* **Check your understanding**:
(A) Answer these questions from the text about Lukas Volger's veggie burger book:
(i) About how many veggie burger recipes has Volger created?
(ii) Which three words and phrases describe the veggie burgers served in too many restaurants?
(iii) Which brand names stand for the mass-produced kind of veggie burger?
(B) Go on with the text about Lukas Volger's veggie burger book, picking up after its final sentence.

* **Text section**:
=-=-=-=-=

Chatting With Veggie Burgers Every Which Way’s Lukas Volger About Reinventing the Bête Noire of Vegetarian Dining


Even though it’s generally accepted that vegetarian food has evolved by leaps and bounds over the past several years, veggie burgers by and large remain stuck in the herbivore ghetto. There’s the Morningstar-Boca Burger contingent, mass-produced and full of ingredients alien enough to make a ballpark hot dog look wholesome. And there’s the variety served in far too many restaurants: dry, leaden, and/or structurally unsound. With all too few exceptions, veggie burgers seem to be made by people who hate people who eat veggie burgers.

Fortunately, Lukas Volger loves veggie burgers, and wants you to as well. The author of the just-published Veggie Burgers Every Which Way, Volger has created some 30 recipes for veggie burgers that are intensely flavorful and contain actual vegetables. He took a bit of time to speak with us about his book — which includes everything from curried eggplant and roasted tomato burgers to sesame-glazed tofu and chard patties — growing up on meat and potatoes, and all of the trial and error involved in making veggie burgers that actually taste good. Stay tuned tomorrow for the second half of the interview.

=-=-=-=-=

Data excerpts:
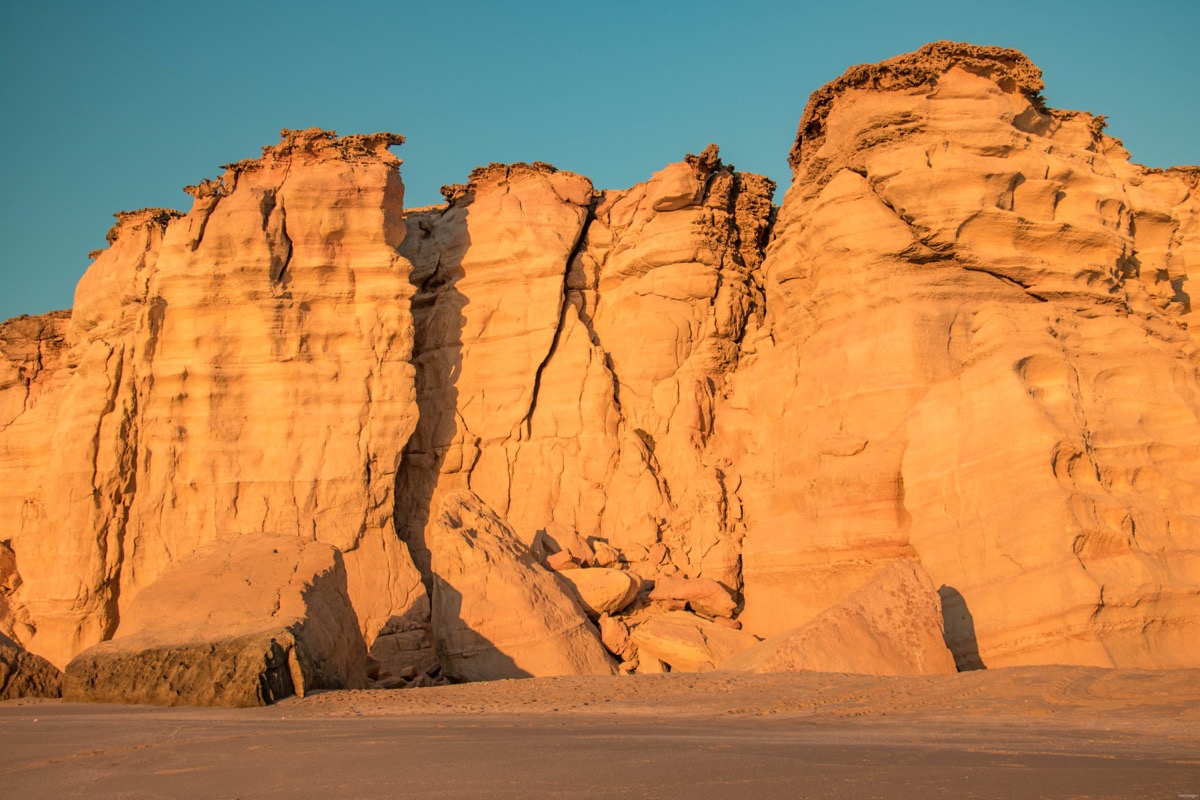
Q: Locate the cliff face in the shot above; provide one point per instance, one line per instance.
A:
(977, 352)
(961, 341)
(243, 368)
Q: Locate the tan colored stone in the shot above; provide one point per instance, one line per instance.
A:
(24, 674)
(703, 596)
(601, 590)
(243, 368)
(993, 380)
(615, 636)
(688, 643)
(891, 626)
(497, 613)
(562, 560)
(285, 625)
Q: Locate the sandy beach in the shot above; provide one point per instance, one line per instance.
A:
(1045, 732)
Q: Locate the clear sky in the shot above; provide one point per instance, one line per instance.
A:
(112, 106)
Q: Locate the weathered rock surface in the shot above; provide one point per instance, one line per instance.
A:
(889, 626)
(703, 596)
(688, 643)
(601, 590)
(238, 370)
(497, 613)
(24, 674)
(285, 625)
(965, 338)
(33, 377)
(1000, 378)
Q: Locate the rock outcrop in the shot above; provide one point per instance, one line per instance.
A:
(497, 613)
(239, 370)
(24, 674)
(965, 341)
(999, 380)
(889, 626)
(682, 642)
(243, 621)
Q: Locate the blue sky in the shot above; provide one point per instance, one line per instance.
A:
(115, 106)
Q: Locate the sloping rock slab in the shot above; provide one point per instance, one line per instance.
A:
(24, 674)
(601, 590)
(889, 626)
(688, 643)
(497, 613)
(244, 621)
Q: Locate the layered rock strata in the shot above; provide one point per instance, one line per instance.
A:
(999, 380)
(892, 625)
(24, 674)
(282, 626)
(497, 613)
(239, 370)
(963, 342)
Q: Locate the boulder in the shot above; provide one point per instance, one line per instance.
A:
(497, 613)
(25, 674)
(244, 621)
(601, 590)
(688, 643)
(615, 635)
(889, 626)
(703, 596)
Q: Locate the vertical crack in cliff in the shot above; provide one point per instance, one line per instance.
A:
(526, 423)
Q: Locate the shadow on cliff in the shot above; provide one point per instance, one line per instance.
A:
(466, 654)
(959, 630)
(436, 245)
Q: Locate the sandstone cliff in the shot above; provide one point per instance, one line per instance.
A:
(963, 341)
(241, 368)
(999, 379)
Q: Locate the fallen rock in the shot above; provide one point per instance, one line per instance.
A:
(615, 636)
(688, 643)
(601, 590)
(562, 560)
(703, 596)
(25, 674)
(497, 613)
(243, 621)
(891, 626)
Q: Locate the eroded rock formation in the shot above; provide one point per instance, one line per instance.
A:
(961, 341)
(243, 621)
(892, 625)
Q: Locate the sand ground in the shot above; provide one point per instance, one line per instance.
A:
(1059, 732)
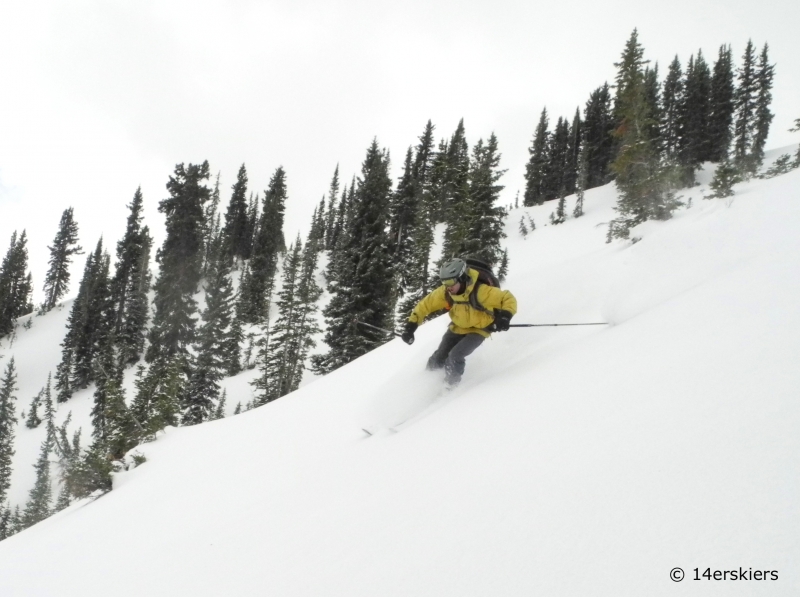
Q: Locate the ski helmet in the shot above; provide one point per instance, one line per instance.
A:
(454, 271)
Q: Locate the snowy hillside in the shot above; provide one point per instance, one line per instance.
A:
(570, 461)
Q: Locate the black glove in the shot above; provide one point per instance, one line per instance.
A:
(502, 319)
(408, 332)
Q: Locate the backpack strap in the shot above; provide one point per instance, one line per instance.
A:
(472, 301)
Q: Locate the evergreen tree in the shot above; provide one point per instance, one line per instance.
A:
(123, 431)
(643, 183)
(764, 75)
(413, 276)
(93, 311)
(745, 108)
(8, 421)
(212, 233)
(486, 219)
(65, 245)
(652, 92)
(694, 146)
(573, 153)
(502, 271)
(6, 528)
(725, 177)
(181, 260)
(330, 222)
(108, 378)
(555, 170)
(16, 285)
(583, 175)
(523, 229)
(598, 141)
(456, 194)
(364, 282)
(291, 337)
(236, 234)
(253, 218)
(90, 471)
(536, 168)
(33, 420)
(131, 283)
(672, 99)
(40, 498)
(721, 107)
(269, 243)
(217, 352)
(559, 216)
(157, 403)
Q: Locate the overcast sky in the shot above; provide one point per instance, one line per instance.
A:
(101, 96)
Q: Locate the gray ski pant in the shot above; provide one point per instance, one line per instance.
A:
(452, 352)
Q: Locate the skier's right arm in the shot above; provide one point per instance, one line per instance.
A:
(435, 301)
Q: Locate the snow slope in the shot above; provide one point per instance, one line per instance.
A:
(571, 461)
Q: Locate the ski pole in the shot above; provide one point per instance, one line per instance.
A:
(374, 327)
(541, 325)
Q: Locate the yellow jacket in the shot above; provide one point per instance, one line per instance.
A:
(466, 319)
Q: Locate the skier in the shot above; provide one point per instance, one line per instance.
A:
(476, 309)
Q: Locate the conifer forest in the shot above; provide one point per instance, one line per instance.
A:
(227, 290)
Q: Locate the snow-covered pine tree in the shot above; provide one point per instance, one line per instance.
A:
(796, 129)
(652, 90)
(131, 283)
(5, 522)
(764, 75)
(458, 202)
(33, 419)
(643, 182)
(237, 240)
(573, 153)
(559, 216)
(720, 117)
(268, 244)
(403, 210)
(94, 316)
(181, 260)
(556, 167)
(672, 102)
(8, 421)
(38, 506)
(65, 245)
(158, 393)
(502, 271)
(291, 338)
(413, 272)
(580, 185)
(598, 126)
(123, 431)
(745, 106)
(330, 219)
(726, 175)
(16, 285)
(219, 412)
(486, 218)
(212, 234)
(536, 168)
(217, 348)
(363, 287)
(693, 117)
(108, 378)
(90, 472)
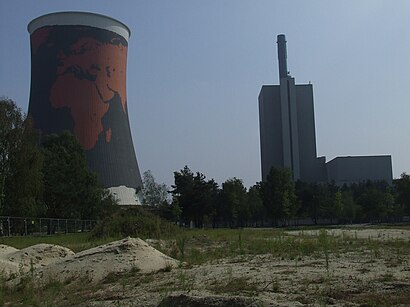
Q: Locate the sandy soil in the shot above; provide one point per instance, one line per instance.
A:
(356, 277)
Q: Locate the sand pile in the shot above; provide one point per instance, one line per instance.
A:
(15, 262)
(47, 261)
(115, 257)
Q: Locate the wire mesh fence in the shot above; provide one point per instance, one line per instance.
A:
(21, 226)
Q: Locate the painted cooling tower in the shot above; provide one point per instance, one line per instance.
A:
(78, 76)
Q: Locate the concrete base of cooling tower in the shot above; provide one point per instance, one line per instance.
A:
(126, 196)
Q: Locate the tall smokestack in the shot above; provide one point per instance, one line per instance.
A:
(78, 83)
(282, 56)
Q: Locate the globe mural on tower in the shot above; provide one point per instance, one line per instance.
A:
(78, 83)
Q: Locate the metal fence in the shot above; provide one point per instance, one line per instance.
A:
(21, 226)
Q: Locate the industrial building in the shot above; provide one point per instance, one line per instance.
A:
(288, 137)
(78, 83)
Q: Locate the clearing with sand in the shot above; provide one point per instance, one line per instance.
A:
(366, 266)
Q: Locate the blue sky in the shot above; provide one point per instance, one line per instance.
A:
(195, 69)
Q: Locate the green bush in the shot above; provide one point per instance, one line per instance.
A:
(136, 222)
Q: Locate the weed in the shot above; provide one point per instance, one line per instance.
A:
(324, 241)
(181, 240)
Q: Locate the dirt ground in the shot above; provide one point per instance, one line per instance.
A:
(363, 277)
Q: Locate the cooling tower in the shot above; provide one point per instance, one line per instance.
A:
(78, 83)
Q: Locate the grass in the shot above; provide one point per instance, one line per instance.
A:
(199, 246)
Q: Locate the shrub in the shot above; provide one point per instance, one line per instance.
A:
(134, 221)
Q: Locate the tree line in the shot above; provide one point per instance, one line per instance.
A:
(44, 176)
(279, 201)
(49, 177)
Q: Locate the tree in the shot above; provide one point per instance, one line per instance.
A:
(72, 190)
(234, 206)
(402, 188)
(24, 186)
(195, 197)
(153, 193)
(11, 119)
(255, 204)
(278, 195)
(21, 161)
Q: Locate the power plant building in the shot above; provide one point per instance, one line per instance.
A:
(78, 83)
(288, 137)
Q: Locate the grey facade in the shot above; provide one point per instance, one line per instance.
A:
(348, 170)
(287, 125)
(288, 137)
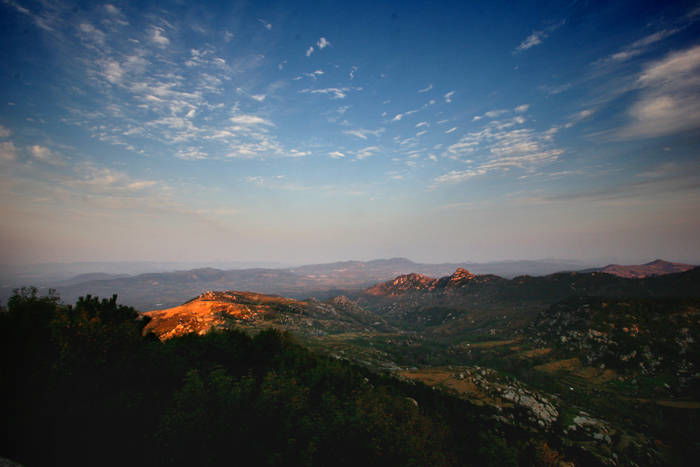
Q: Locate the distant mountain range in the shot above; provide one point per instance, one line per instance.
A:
(167, 289)
(655, 268)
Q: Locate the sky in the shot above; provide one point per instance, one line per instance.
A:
(323, 131)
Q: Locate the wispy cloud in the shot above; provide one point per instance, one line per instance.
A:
(250, 120)
(363, 133)
(640, 46)
(669, 97)
(157, 36)
(8, 151)
(335, 93)
(399, 117)
(367, 152)
(536, 38)
(44, 154)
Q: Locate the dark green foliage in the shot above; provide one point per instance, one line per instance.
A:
(81, 385)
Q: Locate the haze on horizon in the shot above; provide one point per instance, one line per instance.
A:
(311, 133)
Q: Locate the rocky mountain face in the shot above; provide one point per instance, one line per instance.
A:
(602, 364)
(165, 289)
(654, 268)
(215, 310)
(639, 337)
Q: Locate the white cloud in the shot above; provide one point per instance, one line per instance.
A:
(367, 152)
(158, 37)
(536, 38)
(250, 120)
(669, 98)
(363, 133)
(456, 176)
(297, 153)
(112, 10)
(8, 151)
(500, 146)
(91, 33)
(191, 154)
(335, 93)
(532, 40)
(112, 71)
(44, 154)
(640, 46)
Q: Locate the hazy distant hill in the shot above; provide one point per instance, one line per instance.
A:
(655, 268)
(163, 289)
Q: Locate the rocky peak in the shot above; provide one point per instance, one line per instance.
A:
(460, 275)
(404, 283)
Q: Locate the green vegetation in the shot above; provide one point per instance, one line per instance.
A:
(81, 385)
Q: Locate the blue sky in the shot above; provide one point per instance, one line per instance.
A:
(319, 131)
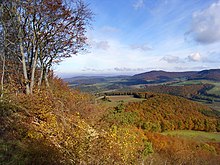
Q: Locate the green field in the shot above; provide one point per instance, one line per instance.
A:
(195, 135)
(190, 82)
(113, 101)
(216, 89)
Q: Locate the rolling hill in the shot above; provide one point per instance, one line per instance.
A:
(212, 74)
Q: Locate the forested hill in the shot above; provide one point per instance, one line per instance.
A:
(161, 112)
(212, 74)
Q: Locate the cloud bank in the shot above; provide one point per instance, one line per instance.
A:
(205, 26)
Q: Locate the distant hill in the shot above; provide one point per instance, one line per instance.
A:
(212, 74)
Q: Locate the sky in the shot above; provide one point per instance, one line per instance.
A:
(135, 36)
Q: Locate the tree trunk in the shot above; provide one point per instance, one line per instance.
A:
(33, 72)
(46, 79)
(23, 57)
(3, 74)
(41, 76)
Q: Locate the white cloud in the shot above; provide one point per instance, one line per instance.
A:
(109, 29)
(138, 4)
(104, 45)
(205, 26)
(171, 59)
(195, 57)
(143, 47)
(125, 69)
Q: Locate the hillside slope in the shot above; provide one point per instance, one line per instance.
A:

=-=-=-=-=

* **Responses to the tasks**:
(A)
(i) Some 30.
(ii) Dry, leaden, and/or structurally unsound.
(iii) Morningstar and Boca Burger.

(B)
How’d you get the idea to dedicate a cookbook solely to veggie burgers?

It came up through a conversation with my editor and publisher when we were having dinner one night. I can’t remember who had the idea, but I put together a proposal and before I knew it, I was knee-deep in veggie burgers.

How long did it take to develop all of the recipes?

I had a couple of recipes I’d been working with over the years, and then spent about eight months working on the others. I spent a lot of time drafting the table of contents first — I wanted to organize the book around ingredients and tried to come up with a balanced overview. I had some idea of what I wanted — I knew I wanted a lot to be vegan and gluten-free. With that in mind, I thought of recipes, like, “Corn and goat cheese would make a good burger,” and then, “I’ll do a vegan quinoa burger.”

Did you encounter any great surprises while you were developing your recipes?
The standard homemade veggie burger is held together with eggs and bread crumbs. So it took me awhile to find a good vegan way to bind burgers. I don’t like Egg Replacer. I know a lot of vegan chefs swear by it and aren’t bothered by the taste, but it really bothered me. So I came up with the idea of using a steamed potato for binder. It brought nice flavor and held the burger together beautifully.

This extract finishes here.